Task details: Can you retype every record below exactly as written?

Dataset content:
# # # # # # #

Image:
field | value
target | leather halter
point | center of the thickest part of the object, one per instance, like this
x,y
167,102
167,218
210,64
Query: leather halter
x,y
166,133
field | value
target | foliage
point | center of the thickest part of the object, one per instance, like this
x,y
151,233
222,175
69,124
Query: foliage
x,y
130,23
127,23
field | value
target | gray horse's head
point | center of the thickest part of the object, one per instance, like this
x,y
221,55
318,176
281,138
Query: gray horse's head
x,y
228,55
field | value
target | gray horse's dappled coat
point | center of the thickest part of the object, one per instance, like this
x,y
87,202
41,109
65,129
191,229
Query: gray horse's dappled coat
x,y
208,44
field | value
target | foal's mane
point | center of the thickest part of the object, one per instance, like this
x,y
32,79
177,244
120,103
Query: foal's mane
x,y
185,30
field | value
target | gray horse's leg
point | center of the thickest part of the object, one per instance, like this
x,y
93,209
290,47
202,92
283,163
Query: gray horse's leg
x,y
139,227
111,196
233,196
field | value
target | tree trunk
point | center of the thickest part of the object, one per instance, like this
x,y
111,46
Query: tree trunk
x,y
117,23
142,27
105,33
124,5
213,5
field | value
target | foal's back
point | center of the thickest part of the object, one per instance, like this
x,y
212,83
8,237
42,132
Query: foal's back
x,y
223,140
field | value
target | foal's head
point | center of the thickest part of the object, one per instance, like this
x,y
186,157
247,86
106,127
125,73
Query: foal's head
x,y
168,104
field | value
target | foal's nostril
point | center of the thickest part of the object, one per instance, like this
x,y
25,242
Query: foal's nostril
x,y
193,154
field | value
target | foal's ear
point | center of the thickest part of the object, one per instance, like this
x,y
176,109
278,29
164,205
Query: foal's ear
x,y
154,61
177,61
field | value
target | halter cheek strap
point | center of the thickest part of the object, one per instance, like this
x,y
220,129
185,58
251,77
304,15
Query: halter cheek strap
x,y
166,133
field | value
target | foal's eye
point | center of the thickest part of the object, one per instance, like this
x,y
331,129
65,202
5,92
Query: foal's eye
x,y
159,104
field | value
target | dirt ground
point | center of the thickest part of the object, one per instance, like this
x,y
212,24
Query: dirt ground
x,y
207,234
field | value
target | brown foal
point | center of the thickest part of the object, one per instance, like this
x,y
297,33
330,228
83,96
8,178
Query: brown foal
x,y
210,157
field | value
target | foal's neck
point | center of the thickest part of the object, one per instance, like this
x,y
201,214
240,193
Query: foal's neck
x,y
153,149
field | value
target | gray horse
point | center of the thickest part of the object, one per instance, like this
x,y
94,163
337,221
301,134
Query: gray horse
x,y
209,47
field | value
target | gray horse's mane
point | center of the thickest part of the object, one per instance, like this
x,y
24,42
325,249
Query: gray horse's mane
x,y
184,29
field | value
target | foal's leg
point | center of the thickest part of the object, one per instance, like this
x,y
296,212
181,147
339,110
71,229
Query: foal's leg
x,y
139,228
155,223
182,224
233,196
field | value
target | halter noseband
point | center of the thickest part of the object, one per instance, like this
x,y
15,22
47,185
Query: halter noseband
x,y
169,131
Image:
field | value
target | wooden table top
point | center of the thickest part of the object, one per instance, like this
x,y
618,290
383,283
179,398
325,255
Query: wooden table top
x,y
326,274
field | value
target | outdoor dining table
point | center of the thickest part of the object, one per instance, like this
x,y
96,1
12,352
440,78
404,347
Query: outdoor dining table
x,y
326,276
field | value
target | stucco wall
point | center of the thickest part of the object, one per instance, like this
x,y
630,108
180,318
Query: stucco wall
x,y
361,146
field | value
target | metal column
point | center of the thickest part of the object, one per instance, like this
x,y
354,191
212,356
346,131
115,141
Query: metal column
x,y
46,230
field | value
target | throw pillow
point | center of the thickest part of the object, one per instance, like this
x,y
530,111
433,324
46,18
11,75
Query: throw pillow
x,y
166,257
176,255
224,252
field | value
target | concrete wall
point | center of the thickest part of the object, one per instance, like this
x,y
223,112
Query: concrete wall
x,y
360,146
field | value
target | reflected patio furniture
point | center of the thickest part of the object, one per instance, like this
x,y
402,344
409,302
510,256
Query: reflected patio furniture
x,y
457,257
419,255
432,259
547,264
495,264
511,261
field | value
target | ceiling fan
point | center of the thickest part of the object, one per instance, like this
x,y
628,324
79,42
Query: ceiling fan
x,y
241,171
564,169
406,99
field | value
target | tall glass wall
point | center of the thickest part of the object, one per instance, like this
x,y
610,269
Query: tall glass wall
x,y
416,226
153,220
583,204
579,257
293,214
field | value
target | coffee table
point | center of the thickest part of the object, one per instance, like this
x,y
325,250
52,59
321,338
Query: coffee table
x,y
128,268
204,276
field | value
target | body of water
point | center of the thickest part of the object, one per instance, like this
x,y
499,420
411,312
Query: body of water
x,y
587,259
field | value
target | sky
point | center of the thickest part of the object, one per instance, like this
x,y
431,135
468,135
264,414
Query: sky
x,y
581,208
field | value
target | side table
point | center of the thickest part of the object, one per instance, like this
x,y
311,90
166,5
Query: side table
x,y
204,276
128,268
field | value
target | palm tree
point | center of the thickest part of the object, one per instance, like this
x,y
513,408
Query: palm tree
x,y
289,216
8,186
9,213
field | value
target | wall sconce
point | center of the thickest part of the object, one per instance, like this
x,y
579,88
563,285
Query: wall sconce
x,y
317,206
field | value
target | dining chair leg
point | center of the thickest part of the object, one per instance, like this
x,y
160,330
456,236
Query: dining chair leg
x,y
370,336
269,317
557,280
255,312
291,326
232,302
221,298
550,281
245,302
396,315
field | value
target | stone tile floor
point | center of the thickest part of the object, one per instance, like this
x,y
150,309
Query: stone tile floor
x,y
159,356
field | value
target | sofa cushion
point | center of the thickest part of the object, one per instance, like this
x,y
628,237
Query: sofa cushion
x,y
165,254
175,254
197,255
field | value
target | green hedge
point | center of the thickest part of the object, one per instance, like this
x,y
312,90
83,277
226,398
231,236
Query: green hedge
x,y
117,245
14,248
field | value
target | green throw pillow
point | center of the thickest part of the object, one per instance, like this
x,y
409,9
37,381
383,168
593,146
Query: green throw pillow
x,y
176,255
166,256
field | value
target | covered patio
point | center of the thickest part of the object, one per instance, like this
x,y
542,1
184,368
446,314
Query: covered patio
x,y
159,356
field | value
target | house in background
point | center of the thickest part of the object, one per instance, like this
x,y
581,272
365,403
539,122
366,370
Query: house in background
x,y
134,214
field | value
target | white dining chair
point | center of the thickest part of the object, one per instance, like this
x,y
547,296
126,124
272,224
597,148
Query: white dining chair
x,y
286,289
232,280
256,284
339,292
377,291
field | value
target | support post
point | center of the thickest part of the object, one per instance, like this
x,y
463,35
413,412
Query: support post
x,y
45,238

# # # # # # #

Task output:
Image:
field | value
target | leather halter
point | center of the thickest part of the object, one per instance, like this
x,y
167,102
167,218
210,64
Query: leather halter
x,y
166,133
field | value
target | foliage
point | center of the thickest part of the object, one per instance, like this
x,y
151,233
222,175
69,124
Query: foliage
x,y
130,23
127,23
field | value
target | gray horse's head
point | center of the thickest part of the object, one per instance, like this
x,y
221,55
318,176
281,138
Query: gray horse's head
x,y
228,55
field | value
target | gray horse's dappled coat
point | center of the thickest part of the object, one per instance, like this
x,y
87,202
41,109
65,129
191,229
Query: gray horse's dappled coat
x,y
208,44
field | value
target | foal's mane
point | center of the thickest part of the object, one per instance, like this
x,y
32,79
177,244
120,103
Query: foal's mane
x,y
185,30
field | value
target | gray horse's leg
point | center of the thickest part of the object, one per instance, like this
x,y
93,209
290,47
202,92
283,163
Query: gray horse's leg
x,y
139,227
111,196
233,196
field | value
target | tree trunk
point | center of the thickest part of the object, one per instance, like this
x,y
111,46
Query: tree trunk
x,y
117,23
142,27
105,33
124,5
213,5
field | value
target | foal's back
point | center of the thickest part of the object, one per instance, like this
x,y
212,83
8,237
42,132
Query: foal's back
x,y
223,140
field | value
target | foal's head
point | center of the thickest part of the object, one per instance, like this
x,y
186,157
247,86
106,127
125,73
Query: foal's head
x,y
168,104
field | value
target | foal's nostril
point | center of the thickest part of the object, one per instance, like this
x,y
25,242
Query: foal's nostril
x,y
193,154
field | value
target | foal's ear
point | center of the thickest part of the object, one per instance, like this
x,y
176,109
278,29
164,205
Query: foal's ear
x,y
154,61
177,61
field | value
target | halter cheek strap
point | center of the thickest part of the object, one per instance, like this
x,y
220,129
185,58
251,77
304,15
Query: halter cheek strap
x,y
166,133
field | value
target | foal's eye
point | center of the thickest part of the object, one per instance, like this
x,y
331,129
65,202
5,92
Query: foal's eye
x,y
159,104
field | value
target | dirt ground
point | center of the thickest part of the object, one per instance, like this
x,y
212,24
Query: dirt ground
x,y
207,234
field | value
target | brown foal
point | center of the thickest part of the object, one per instance, like this
x,y
297,33
330,228
83,96
8,178
Query: brown foal
x,y
210,157
field | value
target | foal's neck
point | center of the thickest part of the object, one per instance, like this
x,y
201,214
240,193
Query: foal's neck
x,y
153,149
field | value
target | gray horse
point | center of the thickest part of the object, one per instance, like this
x,y
94,163
337,221
301,134
Query: gray horse
x,y
209,47
field | value
target | gray horse's mane
point | center of the thickest part of the object, one per instance, like this
x,y
24,42
325,249
Query: gray horse's mane
x,y
184,29
field | value
target | foal's leg
point | center of the thickest part of the object, one per instance, like this
x,y
296,212
181,147
339,110
71,229
Query: foal's leg
x,y
139,228
155,223
182,224
233,196
field | value
target | halter noseband
point | center of the thickest part of the object, one per instance, like this
x,y
15,22
47,185
Query: halter noseband
x,y
169,131
Image:
field | value
target | wooden table top
point | center of the thickest part of the object, one per instance, like this
x,y
618,290
383,283
179,398
325,255
Query: wooden table top
x,y
326,274
field | value
target | outdoor dining table
point | center of the thickest part of the object, one per instance, like this
x,y
96,1
12,352
440,78
404,347
Query: outdoor dining table
x,y
326,276
field | value
target | stucco wall
point | center of the thickest part of the object, one per instance, like this
x,y
630,108
180,318
Query: stucco wall
x,y
361,146
field | value
target | metal column
point | center of the thickest part of the object, one per instance, like this
x,y
354,191
212,356
346,131
115,141
Query: metal column
x,y
46,230
field | value
target | throw pillow
point | center of the thickest part of the object, one per instance, like this
x,y
530,111
433,324
46,18
11,75
Query: throw pillow
x,y
166,257
176,255
224,252
field | value
target | concrete wall
point | center of the thickest part of the object, one per instance, like this
x,y
223,112
Query: concrete wall
x,y
360,146
field | value
target | reflected patio furniture
point | center of the thickest part of the object, one per instance, like this
x,y
402,344
409,302
510,256
Query: reflected patio furniture
x,y
457,257
419,255
432,259
547,264
495,264
511,261
field | value
target | ceiling fan
point | center of the thickest part of the object, one per instance, like this
x,y
628,324
79,42
Query: ceiling fan
x,y
241,171
564,169
406,99
field | value
target | tall glass wall
point | center of the thickest part of the object, one per instance, like this
x,y
610,269
Query: tall glass wall
x,y
416,226
153,220
583,204
579,257
293,214
field | value
target | coffee table
point | center of the thickest part of the object, one per instance, like this
x,y
325,250
52,59
321,338
Query: coffee table
x,y
128,268
204,276
field | value
target | body of water
point | center of the thickest part of the object, one per instance, like this
x,y
499,420
411,312
Query: body of water
x,y
587,259
field | value
target | sky
point | center of the thickest part of the object, one per instance, like this
x,y
431,135
468,135
264,414
Query: sky
x,y
581,208
field | value
target | side table
point | center of the thickest part of the object, one per instance, like this
x,y
311,90
166,5
Query: side table
x,y
204,276
128,268
field | value
target | palm tree
point | center of the thickest part of the object, one per instance, like this
x,y
513,408
Query: palm tree
x,y
289,216
8,186
9,213
field | value
target | wall sconce
point | center of the thickest part of the object, one per instance, like this
x,y
579,88
563,285
Query: wall sconce
x,y
317,206
field | value
target | dining chair leg
point | center of the thickest part of the object, one per instance, like this
x,y
160,330
456,236
Query: dining chair leg
x,y
370,336
269,317
557,280
255,312
291,326
232,302
221,298
550,281
245,302
396,315
field | value
target | stone tile floor
point | center of the thickest part of the object, one per instance, like this
x,y
150,309
Query: stone tile floor
x,y
159,356
field | value
target | sofa cushion
point | center of the thickest part of the object, one per instance, like this
x,y
628,237
Query: sofa cushion
x,y
165,254
175,254
197,255
field | value
target | green hedge
point | center of the thickest part of the object, one per instance, like this
x,y
312,90
83,277
226,398
231,236
Query: green hedge
x,y
117,245
14,248
field | value
target | green throw pillow
point | center of the thickest part of the object, one per instance, like this
x,y
409,9
37,381
383,168
593,146
Query: green throw pillow
x,y
176,255
166,256
field | value
target | covered patio
point | center of the thickest part of the object, one per instance, like this
x,y
542,1
184,368
446,314
Query: covered patio
x,y
159,356
field | value
target | house in background
point | center of the thickest part of the object, one per instance, like this
x,y
581,272
365,403
539,122
366,370
Query: house in background
x,y
134,214
field | value
target | white dining chair
point | center of the thickest part of the object, one per instance, like this
x,y
547,296
126,124
272,224
597,148
Query: white dining chair
x,y
286,289
232,280
256,284
339,292
377,291
field | value
target | support post
point | center of the thickest part of the object, one per instance, like this
x,y
463,35
413,412
Query: support post
x,y
45,238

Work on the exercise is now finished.